## START SUPPLIED MATERIAL

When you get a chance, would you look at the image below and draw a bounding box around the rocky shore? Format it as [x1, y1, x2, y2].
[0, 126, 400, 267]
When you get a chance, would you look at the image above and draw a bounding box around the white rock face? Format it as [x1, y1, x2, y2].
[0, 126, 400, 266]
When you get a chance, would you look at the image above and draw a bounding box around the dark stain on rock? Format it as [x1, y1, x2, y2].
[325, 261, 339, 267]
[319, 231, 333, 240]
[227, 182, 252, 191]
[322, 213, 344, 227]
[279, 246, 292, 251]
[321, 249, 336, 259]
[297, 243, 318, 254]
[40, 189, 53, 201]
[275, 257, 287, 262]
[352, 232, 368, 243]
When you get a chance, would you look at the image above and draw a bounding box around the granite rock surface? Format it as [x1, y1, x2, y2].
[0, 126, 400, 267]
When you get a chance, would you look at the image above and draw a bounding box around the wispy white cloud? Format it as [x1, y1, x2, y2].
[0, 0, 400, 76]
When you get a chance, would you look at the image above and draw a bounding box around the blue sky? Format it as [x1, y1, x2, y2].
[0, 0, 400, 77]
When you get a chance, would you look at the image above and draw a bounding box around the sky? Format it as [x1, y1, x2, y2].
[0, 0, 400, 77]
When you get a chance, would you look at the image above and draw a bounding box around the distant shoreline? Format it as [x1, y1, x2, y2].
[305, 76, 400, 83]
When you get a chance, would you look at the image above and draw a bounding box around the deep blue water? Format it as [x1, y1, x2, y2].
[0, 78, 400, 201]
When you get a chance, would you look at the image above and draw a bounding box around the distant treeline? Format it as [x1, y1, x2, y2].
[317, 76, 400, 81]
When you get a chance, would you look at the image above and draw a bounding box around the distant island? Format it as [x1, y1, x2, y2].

## END SUPPLIED MATERIAL

Rewrite every item above as a numbered list, leaving out any blank lines.

*TASK RESULT:*
1. When you get a chance, would you look at the image below and draw a bounding box around the rocky shore? Format it as [x1, y1, x2, y2].
2. [0, 126, 400, 267]
3. When you get a chance, would you look at the image above and draw a bounding box around the white rock face? Format it as [x1, y1, x2, y2].
4. [0, 126, 400, 266]
5. When you get a chance, would you look at the image above and draw a bounding box around the dark stain on rock? Format it as [x1, y1, x2, y2].
6. [325, 261, 339, 267]
7. [319, 231, 333, 240]
8. [227, 182, 252, 191]
9. [322, 213, 344, 227]
10. [279, 246, 292, 251]
11. [321, 249, 336, 259]
12. [297, 243, 318, 254]
13. [40, 189, 53, 201]
14. [275, 257, 287, 262]
15. [352, 232, 368, 243]
16. When you get a chance, would you look at the image above and draw a bounding box around the granite rock surface? Format it as [x1, y1, x2, y2].
17. [0, 126, 400, 267]
18. When you get a chance, would you look at the image above and draw a bounding box around the wispy white cloud? Format it as [x1, y1, x2, y2].
19. [0, 0, 400, 76]
20. When you get a chance, would you look at the image above and draw a bounding box around the blue sky? Format it as [x1, y1, x2, y2].
21. [0, 0, 400, 77]
22. When you get a chance, would you look at the image above and draw a bounding box around the sky? Format it as [x1, y1, x2, y2].
23. [0, 0, 400, 77]
24. When you get a chance, would you look at the image above and draw a bounding box around the distant shoreline? Format it as [x1, y1, x2, y2].
25. [305, 76, 400, 83]
26. When you get a chance, would you look at the image above and draw a bounding box around the deep blue water? Format it as [x1, y1, x2, y2].
27. [0, 78, 400, 201]
28. When you get a chance, would you look at the image above and draw a bounding box around the distant treeline? Format it as [x1, y1, x2, y2].
29. [317, 76, 400, 81]
30. When you get a chance, would you look at the image above and draw a bounding box around the distant island? Format it as [x1, y1, x2, y2].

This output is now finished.